## [What you need to do]
Determine which lines of the records include the word "apron", and copy them.
-- Data extract follows --
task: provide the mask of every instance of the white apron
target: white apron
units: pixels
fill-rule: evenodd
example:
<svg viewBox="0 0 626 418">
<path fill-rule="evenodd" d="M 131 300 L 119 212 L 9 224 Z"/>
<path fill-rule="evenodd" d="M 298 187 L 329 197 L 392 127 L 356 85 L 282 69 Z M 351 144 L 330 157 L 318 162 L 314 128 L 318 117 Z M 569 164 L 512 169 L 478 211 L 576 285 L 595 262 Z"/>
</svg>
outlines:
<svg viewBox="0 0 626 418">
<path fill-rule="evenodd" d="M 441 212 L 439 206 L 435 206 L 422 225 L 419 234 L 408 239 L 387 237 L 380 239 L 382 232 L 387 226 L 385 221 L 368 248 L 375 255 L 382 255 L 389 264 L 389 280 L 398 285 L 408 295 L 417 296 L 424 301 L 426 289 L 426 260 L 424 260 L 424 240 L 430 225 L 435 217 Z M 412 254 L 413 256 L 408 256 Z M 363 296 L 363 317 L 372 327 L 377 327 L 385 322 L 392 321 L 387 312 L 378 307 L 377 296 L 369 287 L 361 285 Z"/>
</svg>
-- Data extract concluded --
## [Exercise output]
task: provide the mask of every instance of the white apron
target: white apron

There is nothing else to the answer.